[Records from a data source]
────

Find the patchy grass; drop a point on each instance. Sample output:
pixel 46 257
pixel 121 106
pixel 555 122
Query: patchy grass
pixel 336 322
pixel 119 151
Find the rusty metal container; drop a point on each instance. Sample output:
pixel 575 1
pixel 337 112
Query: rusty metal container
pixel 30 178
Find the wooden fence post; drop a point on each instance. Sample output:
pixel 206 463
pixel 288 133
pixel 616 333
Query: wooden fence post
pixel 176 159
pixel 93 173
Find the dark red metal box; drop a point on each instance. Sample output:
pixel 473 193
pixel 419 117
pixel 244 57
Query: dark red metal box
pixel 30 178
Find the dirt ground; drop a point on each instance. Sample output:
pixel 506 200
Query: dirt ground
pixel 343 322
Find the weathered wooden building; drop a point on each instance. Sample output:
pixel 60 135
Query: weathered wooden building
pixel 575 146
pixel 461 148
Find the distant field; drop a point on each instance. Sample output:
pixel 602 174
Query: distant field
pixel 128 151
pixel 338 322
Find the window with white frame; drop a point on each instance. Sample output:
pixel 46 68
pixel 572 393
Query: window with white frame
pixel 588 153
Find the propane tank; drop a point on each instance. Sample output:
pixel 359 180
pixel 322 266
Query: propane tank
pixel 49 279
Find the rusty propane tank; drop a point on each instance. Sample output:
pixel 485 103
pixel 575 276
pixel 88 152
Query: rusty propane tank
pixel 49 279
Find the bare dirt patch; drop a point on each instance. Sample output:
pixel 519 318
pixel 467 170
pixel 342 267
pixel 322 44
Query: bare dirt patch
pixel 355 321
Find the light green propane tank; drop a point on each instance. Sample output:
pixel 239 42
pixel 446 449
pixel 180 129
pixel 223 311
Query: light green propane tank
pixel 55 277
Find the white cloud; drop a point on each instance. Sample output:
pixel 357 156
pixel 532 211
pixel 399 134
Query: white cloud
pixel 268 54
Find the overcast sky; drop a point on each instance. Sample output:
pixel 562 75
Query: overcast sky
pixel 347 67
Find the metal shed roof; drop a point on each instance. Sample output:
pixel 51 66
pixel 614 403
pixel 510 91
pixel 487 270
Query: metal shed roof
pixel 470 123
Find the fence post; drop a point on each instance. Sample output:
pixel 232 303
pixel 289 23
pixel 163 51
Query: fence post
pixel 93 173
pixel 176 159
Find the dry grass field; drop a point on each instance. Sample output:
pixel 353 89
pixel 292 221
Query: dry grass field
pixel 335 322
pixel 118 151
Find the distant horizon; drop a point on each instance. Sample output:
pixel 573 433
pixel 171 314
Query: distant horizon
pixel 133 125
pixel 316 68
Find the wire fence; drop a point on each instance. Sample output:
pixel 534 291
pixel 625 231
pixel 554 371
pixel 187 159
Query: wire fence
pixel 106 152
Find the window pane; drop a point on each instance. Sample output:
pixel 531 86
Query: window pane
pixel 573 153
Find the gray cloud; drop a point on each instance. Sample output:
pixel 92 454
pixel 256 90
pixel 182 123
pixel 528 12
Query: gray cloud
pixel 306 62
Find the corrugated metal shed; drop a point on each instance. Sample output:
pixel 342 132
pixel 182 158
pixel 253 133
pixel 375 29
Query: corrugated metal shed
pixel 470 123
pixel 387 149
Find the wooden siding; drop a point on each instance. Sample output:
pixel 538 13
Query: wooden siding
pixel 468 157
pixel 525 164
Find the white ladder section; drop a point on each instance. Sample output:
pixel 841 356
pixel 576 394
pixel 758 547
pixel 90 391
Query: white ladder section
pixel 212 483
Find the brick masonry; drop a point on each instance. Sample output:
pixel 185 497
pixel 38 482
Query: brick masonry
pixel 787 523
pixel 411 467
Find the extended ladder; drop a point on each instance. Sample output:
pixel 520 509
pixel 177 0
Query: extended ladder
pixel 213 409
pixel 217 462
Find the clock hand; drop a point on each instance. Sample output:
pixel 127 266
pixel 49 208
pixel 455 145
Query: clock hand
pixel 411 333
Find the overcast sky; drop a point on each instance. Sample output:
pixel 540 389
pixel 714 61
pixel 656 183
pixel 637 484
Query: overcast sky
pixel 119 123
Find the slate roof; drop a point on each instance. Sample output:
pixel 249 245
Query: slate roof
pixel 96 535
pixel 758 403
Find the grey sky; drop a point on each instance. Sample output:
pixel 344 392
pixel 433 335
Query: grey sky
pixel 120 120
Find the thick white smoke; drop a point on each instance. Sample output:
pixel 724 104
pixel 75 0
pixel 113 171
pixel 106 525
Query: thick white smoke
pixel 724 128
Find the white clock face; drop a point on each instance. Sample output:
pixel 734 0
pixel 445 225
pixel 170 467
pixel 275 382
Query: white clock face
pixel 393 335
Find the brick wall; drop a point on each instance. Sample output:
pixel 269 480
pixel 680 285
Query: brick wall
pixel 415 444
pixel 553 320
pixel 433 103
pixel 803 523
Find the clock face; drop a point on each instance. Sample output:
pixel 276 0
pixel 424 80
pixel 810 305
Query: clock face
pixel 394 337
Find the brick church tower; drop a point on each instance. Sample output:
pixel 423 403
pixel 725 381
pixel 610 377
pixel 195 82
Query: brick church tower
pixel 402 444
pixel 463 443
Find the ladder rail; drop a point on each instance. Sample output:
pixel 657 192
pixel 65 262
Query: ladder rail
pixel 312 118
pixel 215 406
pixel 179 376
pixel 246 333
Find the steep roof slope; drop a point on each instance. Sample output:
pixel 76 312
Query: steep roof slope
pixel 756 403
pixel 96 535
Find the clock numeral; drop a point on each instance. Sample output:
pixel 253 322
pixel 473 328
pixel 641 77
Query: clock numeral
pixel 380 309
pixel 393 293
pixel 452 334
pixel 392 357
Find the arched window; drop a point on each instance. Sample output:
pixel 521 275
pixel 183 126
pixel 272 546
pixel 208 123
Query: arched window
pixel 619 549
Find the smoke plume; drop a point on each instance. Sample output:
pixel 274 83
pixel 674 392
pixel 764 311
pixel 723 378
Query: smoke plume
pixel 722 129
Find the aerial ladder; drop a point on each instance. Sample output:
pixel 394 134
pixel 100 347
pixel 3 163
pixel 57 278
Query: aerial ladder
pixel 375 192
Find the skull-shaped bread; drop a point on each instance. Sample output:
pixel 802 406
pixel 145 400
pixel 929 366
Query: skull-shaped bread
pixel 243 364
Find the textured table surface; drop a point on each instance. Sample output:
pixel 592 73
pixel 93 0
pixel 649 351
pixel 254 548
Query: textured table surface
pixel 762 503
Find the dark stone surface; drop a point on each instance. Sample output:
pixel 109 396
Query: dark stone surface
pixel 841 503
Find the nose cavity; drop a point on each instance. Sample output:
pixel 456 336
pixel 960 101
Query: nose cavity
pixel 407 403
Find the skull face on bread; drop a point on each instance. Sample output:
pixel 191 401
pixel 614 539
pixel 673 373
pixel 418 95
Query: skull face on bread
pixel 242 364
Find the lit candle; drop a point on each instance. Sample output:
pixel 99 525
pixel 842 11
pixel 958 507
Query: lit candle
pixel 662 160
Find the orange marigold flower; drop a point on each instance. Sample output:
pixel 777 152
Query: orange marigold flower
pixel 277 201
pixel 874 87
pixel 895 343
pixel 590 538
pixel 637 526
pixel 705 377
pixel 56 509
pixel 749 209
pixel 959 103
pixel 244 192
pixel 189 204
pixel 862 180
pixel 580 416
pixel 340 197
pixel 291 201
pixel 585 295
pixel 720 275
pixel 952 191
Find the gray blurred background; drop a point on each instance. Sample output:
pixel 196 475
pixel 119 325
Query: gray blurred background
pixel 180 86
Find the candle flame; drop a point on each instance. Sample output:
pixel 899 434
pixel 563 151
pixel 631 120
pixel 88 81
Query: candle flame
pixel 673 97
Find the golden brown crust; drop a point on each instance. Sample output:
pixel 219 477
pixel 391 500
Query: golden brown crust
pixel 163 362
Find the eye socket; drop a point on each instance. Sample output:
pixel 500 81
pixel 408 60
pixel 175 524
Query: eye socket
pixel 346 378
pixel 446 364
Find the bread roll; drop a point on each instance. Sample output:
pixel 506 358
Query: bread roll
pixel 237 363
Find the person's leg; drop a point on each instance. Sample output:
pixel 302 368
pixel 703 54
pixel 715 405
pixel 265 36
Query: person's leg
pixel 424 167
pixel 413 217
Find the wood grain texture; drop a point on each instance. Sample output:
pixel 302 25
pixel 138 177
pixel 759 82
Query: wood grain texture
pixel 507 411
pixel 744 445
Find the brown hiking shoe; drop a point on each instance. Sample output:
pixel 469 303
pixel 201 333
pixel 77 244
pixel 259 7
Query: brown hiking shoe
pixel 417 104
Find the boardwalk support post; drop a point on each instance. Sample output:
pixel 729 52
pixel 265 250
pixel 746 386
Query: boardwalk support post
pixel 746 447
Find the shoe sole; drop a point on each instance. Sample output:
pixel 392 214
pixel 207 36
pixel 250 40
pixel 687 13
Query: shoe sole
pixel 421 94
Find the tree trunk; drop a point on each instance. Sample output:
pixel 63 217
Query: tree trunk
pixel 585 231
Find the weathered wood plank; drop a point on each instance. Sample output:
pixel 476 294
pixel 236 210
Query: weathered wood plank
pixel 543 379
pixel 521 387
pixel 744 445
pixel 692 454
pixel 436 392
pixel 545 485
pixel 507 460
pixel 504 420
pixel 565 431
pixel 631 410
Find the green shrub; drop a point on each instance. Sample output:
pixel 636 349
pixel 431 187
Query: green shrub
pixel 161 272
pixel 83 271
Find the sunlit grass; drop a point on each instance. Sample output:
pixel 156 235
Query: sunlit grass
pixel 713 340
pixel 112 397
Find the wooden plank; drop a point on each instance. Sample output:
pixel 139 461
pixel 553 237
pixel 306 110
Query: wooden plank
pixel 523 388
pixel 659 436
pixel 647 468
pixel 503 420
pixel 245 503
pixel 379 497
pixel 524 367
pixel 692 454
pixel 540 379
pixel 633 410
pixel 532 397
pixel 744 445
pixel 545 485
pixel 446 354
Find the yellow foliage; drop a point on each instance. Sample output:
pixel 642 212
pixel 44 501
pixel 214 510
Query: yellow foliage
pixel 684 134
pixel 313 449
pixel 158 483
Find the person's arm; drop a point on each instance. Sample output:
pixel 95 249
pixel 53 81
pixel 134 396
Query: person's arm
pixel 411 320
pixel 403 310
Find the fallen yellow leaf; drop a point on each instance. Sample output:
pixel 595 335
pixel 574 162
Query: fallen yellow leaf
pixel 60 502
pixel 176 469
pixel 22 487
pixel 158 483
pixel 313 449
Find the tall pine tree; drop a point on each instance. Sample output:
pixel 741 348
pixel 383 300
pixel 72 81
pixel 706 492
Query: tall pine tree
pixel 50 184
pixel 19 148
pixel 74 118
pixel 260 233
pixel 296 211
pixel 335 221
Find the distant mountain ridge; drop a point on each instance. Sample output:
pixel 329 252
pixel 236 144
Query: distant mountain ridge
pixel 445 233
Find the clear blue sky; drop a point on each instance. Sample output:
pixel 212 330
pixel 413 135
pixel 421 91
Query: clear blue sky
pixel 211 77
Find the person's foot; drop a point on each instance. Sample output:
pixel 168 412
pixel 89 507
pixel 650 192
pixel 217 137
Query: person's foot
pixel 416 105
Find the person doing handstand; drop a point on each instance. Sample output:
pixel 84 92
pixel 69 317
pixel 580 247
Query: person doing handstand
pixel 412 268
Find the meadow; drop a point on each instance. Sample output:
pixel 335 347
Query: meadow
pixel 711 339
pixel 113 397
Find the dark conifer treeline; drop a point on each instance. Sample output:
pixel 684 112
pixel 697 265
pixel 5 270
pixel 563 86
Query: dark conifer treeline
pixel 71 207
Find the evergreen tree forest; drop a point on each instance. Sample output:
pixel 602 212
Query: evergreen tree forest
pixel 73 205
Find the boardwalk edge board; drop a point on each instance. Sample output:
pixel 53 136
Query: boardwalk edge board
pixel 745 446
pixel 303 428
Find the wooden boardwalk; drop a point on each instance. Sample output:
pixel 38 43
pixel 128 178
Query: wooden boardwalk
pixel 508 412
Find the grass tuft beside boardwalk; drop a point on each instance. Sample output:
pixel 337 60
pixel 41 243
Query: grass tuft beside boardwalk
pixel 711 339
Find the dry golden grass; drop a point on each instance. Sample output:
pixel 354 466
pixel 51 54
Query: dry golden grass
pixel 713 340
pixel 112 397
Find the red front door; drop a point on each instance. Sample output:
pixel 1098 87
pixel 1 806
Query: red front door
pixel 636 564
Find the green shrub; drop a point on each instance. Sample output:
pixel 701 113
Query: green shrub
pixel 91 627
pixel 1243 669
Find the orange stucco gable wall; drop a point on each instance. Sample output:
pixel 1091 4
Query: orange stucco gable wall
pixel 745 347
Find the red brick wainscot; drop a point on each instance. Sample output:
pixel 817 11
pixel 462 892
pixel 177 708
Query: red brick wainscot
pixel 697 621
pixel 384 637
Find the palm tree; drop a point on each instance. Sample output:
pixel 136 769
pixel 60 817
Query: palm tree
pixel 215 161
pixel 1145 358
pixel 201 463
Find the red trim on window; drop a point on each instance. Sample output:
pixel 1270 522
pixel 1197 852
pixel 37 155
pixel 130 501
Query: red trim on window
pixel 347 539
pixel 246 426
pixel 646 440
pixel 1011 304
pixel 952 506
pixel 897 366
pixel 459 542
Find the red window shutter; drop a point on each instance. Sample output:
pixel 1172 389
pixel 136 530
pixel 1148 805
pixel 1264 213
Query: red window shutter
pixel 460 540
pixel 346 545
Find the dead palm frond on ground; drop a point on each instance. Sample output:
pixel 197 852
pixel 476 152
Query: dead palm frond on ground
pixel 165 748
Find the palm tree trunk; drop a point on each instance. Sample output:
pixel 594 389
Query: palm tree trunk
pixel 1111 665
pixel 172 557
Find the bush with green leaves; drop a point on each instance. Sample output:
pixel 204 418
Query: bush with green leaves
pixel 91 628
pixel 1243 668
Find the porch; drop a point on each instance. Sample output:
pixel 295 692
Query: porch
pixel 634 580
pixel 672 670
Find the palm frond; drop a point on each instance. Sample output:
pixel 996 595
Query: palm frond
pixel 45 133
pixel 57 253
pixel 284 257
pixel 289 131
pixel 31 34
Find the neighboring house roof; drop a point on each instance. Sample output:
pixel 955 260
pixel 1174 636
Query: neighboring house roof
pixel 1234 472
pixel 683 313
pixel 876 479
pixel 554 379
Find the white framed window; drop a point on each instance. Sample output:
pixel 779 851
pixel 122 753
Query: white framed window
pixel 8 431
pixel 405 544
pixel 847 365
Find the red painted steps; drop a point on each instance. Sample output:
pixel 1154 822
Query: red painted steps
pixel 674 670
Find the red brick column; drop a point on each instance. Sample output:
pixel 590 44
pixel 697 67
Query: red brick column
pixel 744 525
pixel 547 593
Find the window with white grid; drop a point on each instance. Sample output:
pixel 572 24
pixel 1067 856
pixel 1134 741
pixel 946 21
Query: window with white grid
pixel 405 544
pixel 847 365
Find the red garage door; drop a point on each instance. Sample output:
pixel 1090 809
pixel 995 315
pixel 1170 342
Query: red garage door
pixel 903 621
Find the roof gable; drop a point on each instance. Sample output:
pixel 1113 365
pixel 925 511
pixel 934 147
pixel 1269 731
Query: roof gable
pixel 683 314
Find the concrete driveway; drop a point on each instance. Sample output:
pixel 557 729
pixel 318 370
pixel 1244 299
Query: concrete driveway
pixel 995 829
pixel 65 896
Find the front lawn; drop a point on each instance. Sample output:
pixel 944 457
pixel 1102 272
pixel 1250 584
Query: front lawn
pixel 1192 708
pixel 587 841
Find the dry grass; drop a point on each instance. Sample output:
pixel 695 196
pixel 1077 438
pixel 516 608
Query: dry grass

────

Copy out the material above word for word, from the line containing "Find the person doing" through the line containing "pixel 71 207", both ends included.

Find the person doing handstand; drop a point on each instance. Sample output:
pixel 84 92
pixel 69 317
pixel 580 247
Query: person doing handstand
pixel 412 268
Find the meadow; drop a point on each instance. Sample output:
pixel 335 347
Query: meadow
pixel 711 339
pixel 113 397
Find the dark conifer treeline; drop a point on each instance. Sample output:
pixel 684 112
pixel 697 265
pixel 5 270
pixel 563 86
Query: dark conifer treeline
pixel 71 207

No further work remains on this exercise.